- [Task item] Retype nothing except the lines below from the one with "Query: paved courtyard" through the one with "mark the man's black", exactly, with images left out.

- [Given records]

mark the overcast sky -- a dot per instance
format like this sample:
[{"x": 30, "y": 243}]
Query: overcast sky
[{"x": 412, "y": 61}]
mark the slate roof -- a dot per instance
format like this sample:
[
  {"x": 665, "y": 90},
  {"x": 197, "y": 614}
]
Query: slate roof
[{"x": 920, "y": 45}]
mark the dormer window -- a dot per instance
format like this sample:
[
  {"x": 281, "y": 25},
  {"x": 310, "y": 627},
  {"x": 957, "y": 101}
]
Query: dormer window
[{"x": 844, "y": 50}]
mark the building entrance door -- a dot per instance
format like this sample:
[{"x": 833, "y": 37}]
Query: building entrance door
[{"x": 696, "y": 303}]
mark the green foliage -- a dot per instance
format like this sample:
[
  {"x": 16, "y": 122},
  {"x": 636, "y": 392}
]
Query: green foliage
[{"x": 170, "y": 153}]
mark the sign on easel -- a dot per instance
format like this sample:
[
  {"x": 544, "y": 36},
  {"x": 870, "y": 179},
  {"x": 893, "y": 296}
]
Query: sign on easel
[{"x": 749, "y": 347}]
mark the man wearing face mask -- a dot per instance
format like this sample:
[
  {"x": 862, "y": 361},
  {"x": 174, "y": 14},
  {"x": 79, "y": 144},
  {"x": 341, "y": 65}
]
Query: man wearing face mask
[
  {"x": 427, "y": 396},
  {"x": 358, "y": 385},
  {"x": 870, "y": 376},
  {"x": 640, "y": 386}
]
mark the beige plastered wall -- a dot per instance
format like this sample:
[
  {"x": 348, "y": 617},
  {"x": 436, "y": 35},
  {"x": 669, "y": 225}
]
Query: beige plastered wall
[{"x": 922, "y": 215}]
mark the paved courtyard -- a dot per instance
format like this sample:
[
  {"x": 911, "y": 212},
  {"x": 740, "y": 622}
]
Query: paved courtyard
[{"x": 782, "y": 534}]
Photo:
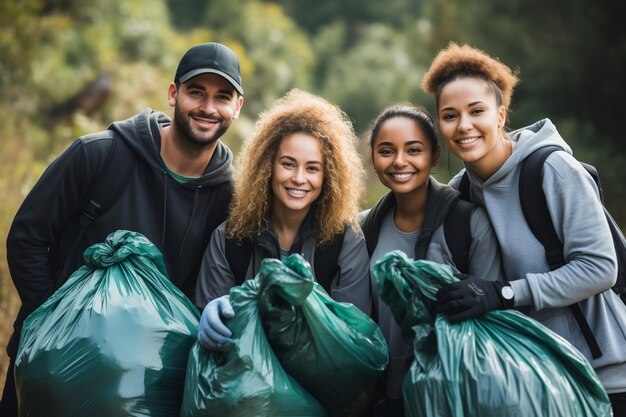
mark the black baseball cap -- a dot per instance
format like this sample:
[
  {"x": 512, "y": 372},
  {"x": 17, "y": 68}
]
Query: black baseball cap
[{"x": 213, "y": 58}]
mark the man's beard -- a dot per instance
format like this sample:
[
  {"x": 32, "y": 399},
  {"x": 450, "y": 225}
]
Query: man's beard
[{"x": 195, "y": 139}]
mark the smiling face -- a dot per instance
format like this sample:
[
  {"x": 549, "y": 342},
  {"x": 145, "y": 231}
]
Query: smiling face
[
  {"x": 470, "y": 120},
  {"x": 403, "y": 155},
  {"x": 297, "y": 174},
  {"x": 204, "y": 108}
]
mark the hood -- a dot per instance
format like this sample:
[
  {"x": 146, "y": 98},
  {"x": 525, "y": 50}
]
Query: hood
[
  {"x": 525, "y": 141},
  {"x": 142, "y": 134}
]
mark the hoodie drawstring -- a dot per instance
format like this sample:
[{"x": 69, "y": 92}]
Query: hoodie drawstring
[
  {"x": 193, "y": 212},
  {"x": 164, "y": 206}
]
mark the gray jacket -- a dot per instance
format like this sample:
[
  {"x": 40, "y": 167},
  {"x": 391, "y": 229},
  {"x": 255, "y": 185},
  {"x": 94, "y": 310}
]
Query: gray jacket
[
  {"x": 350, "y": 285},
  {"x": 590, "y": 268}
]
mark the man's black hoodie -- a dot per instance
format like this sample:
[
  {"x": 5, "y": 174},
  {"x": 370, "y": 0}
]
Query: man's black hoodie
[{"x": 45, "y": 243}]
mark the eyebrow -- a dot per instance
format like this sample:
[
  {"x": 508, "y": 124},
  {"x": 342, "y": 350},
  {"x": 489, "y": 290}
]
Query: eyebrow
[
  {"x": 410, "y": 142},
  {"x": 473, "y": 103},
  {"x": 226, "y": 90},
  {"x": 291, "y": 158}
]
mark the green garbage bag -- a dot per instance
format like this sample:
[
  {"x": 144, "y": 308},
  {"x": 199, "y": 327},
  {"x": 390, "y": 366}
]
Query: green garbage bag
[
  {"x": 245, "y": 378},
  {"x": 334, "y": 350},
  {"x": 112, "y": 341},
  {"x": 502, "y": 363}
]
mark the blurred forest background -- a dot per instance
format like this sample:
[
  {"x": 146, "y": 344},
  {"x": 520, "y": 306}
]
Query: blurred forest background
[{"x": 68, "y": 67}]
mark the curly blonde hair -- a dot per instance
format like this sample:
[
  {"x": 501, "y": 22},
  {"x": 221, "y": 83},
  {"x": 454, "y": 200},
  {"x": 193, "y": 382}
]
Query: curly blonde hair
[
  {"x": 298, "y": 112},
  {"x": 457, "y": 61}
]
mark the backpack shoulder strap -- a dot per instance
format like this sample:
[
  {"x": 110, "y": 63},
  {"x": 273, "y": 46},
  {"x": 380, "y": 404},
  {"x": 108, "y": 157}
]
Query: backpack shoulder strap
[
  {"x": 238, "y": 254},
  {"x": 371, "y": 224},
  {"x": 112, "y": 179},
  {"x": 326, "y": 264},
  {"x": 458, "y": 233},
  {"x": 537, "y": 215},
  {"x": 464, "y": 187},
  {"x": 535, "y": 207}
]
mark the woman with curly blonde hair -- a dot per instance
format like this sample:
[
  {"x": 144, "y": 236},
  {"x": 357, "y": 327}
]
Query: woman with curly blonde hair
[
  {"x": 571, "y": 296},
  {"x": 297, "y": 189}
]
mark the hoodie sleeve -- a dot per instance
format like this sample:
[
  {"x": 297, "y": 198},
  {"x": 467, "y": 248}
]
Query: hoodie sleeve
[
  {"x": 352, "y": 284},
  {"x": 58, "y": 196},
  {"x": 579, "y": 220},
  {"x": 215, "y": 277}
]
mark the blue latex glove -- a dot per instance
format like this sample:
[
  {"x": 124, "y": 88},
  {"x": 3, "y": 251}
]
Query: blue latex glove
[{"x": 212, "y": 332}]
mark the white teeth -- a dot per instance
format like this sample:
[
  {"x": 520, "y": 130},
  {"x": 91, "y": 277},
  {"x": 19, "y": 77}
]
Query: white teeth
[
  {"x": 468, "y": 140},
  {"x": 296, "y": 192},
  {"x": 402, "y": 176}
]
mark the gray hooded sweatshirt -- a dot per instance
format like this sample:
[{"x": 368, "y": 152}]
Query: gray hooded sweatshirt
[{"x": 579, "y": 221}]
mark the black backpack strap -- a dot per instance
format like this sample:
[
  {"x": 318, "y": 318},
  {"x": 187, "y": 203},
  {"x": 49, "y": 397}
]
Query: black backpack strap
[
  {"x": 464, "y": 187},
  {"x": 371, "y": 224},
  {"x": 238, "y": 254},
  {"x": 620, "y": 251},
  {"x": 457, "y": 230},
  {"x": 535, "y": 207},
  {"x": 111, "y": 181},
  {"x": 326, "y": 263},
  {"x": 537, "y": 215}
]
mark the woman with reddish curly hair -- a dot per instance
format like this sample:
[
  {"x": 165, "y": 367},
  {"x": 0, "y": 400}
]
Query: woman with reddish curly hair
[
  {"x": 297, "y": 189},
  {"x": 473, "y": 93}
]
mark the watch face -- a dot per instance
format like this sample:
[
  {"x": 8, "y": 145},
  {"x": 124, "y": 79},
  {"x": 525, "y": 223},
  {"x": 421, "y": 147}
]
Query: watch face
[{"x": 507, "y": 292}]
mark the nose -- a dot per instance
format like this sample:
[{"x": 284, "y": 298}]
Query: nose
[
  {"x": 464, "y": 123},
  {"x": 400, "y": 159},
  {"x": 298, "y": 176},
  {"x": 208, "y": 106}
]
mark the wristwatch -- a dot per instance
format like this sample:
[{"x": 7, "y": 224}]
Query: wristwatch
[{"x": 508, "y": 295}]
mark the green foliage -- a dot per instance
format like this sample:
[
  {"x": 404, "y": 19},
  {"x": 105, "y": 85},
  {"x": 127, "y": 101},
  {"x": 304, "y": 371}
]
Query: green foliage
[
  {"x": 362, "y": 55},
  {"x": 374, "y": 73},
  {"x": 280, "y": 55}
]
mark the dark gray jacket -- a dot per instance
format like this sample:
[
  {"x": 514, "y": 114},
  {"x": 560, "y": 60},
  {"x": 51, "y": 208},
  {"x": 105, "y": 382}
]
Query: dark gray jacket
[{"x": 45, "y": 243}]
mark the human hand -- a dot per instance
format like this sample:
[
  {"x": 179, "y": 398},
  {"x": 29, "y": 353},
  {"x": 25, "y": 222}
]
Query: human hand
[
  {"x": 212, "y": 332},
  {"x": 472, "y": 297}
]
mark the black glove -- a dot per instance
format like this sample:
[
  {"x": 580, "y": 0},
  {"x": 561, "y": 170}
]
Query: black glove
[{"x": 471, "y": 297}]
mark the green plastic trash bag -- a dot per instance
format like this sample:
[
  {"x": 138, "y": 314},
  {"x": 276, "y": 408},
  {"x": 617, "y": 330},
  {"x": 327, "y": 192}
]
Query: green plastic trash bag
[
  {"x": 334, "y": 350},
  {"x": 501, "y": 364},
  {"x": 112, "y": 341},
  {"x": 244, "y": 378}
]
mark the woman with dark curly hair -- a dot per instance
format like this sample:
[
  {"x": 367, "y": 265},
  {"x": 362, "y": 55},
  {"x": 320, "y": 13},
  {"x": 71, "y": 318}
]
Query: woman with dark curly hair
[
  {"x": 417, "y": 216},
  {"x": 472, "y": 94},
  {"x": 297, "y": 189}
]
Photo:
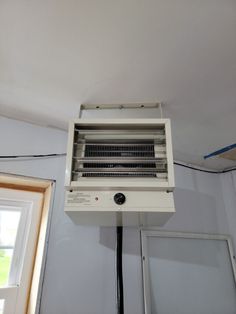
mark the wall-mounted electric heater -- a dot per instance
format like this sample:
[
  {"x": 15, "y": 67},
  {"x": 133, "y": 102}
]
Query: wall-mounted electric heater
[{"x": 119, "y": 172}]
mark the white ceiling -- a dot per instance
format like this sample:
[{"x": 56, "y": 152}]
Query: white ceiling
[{"x": 57, "y": 54}]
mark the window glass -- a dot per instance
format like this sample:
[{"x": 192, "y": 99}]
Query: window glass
[{"x": 9, "y": 221}]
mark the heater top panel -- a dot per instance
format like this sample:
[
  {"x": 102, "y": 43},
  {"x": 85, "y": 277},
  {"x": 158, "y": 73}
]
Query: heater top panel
[{"x": 108, "y": 154}]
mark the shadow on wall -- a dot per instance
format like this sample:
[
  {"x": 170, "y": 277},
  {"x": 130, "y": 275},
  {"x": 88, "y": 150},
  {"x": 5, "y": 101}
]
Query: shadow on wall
[{"x": 195, "y": 212}]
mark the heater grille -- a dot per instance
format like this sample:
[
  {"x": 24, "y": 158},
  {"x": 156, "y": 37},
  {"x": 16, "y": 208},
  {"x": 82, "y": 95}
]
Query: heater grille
[{"x": 118, "y": 158}]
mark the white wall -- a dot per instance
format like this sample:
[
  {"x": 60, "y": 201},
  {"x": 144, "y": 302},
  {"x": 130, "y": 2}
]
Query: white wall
[{"x": 80, "y": 266}]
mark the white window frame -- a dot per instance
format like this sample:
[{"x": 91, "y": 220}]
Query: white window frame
[
  {"x": 185, "y": 235},
  {"x": 16, "y": 293}
]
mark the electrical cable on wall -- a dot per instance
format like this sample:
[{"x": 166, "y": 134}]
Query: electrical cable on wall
[
  {"x": 119, "y": 271},
  {"x": 5, "y": 157}
]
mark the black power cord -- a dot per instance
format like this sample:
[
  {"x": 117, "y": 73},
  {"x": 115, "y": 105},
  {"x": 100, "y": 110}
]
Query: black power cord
[{"x": 119, "y": 271}]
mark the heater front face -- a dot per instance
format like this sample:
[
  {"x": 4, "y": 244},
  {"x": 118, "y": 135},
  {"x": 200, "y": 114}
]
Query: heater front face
[{"x": 119, "y": 166}]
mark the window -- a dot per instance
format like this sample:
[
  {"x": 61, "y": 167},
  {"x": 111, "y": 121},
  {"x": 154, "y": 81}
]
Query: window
[{"x": 20, "y": 214}]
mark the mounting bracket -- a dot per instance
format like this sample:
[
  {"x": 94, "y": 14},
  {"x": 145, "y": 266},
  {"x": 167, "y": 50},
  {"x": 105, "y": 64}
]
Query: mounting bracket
[{"x": 157, "y": 105}]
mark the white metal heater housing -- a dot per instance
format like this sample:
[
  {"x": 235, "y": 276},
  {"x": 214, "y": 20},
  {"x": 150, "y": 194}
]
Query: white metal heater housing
[{"x": 119, "y": 172}]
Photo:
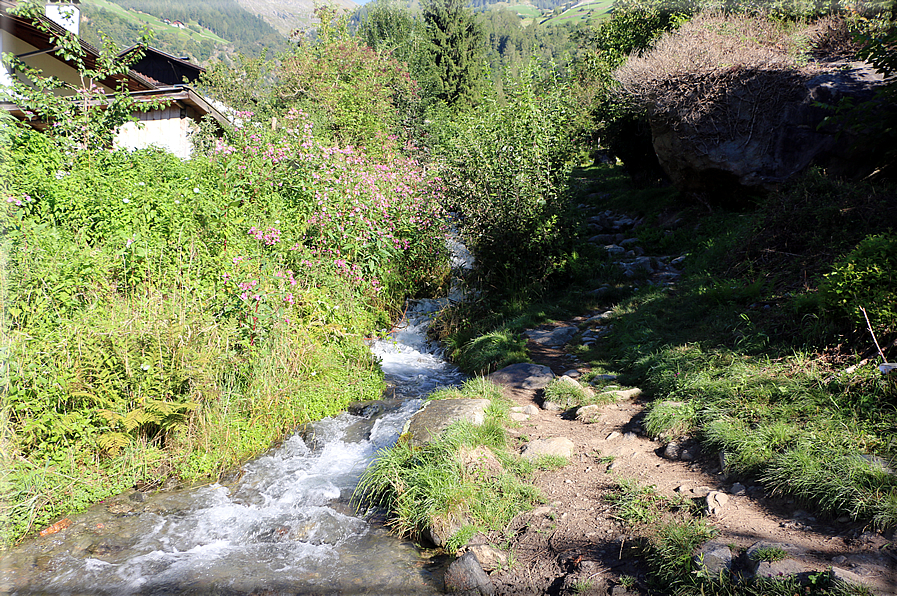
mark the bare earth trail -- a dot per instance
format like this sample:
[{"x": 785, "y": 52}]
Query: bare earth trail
[{"x": 575, "y": 545}]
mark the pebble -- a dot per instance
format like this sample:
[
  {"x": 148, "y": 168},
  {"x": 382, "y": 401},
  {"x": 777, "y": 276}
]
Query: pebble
[{"x": 737, "y": 489}]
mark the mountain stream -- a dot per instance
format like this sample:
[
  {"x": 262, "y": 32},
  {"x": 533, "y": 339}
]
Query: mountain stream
[{"x": 283, "y": 525}]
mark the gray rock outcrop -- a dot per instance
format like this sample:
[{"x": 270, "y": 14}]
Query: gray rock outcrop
[
  {"x": 436, "y": 415},
  {"x": 523, "y": 376},
  {"x": 772, "y": 132},
  {"x": 465, "y": 576}
]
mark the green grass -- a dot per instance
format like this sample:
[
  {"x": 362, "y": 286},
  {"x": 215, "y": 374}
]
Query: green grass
[
  {"x": 154, "y": 23},
  {"x": 525, "y": 10},
  {"x": 426, "y": 486},
  {"x": 740, "y": 353},
  {"x": 666, "y": 532},
  {"x": 588, "y": 12}
]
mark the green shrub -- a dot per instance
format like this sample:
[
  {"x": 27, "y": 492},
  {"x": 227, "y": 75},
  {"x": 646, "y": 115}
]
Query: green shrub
[
  {"x": 505, "y": 169},
  {"x": 865, "y": 279}
]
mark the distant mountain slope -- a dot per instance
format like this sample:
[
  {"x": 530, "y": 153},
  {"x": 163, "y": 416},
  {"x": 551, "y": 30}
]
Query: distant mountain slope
[
  {"x": 287, "y": 15},
  {"x": 198, "y": 29}
]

- [Answer to the exercise]
Query: paved courtyard
[{"x": 782, "y": 534}]
Photo:
mark the black baseball cap -- a dot per instance
format like this sample:
[
  {"x": 512, "y": 372},
  {"x": 17, "y": 68}
]
Query: black baseball cap
[{"x": 213, "y": 58}]
mark the man's beard -- a dot per instance
format like this sample:
[
  {"x": 32, "y": 399},
  {"x": 450, "y": 225}
]
Query: man's beard
[{"x": 195, "y": 139}]
mark the smiling face -- a dot per instance
format like this sample:
[
  {"x": 549, "y": 342},
  {"x": 145, "y": 231}
]
Query: smiling face
[
  {"x": 470, "y": 120},
  {"x": 403, "y": 155},
  {"x": 297, "y": 174},
  {"x": 204, "y": 108}
]
mark the hood -- a dot per instance
format like this sample:
[
  {"x": 146, "y": 98},
  {"x": 525, "y": 50}
]
Query: hood
[
  {"x": 525, "y": 141},
  {"x": 142, "y": 134}
]
mark the hoodie drawstring -- a dot per instance
format like this sample:
[{"x": 69, "y": 92}]
Query: hoodie drawstring
[
  {"x": 193, "y": 212},
  {"x": 164, "y": 206}
]
mark the gray jacket -- a dot per instance
format like this sample:
[
  {"x": 40, "y": 167},
  {"x": 391, "y": 229},
  {"x": 255, "y": 185},
  {"x": 94, "y": 310}
]
Query: gray jacket
[
  {"x": 350, "y": 285},
  {"x": 590, "y": 268}
]
mark the man's black hoodie -- a dot per instance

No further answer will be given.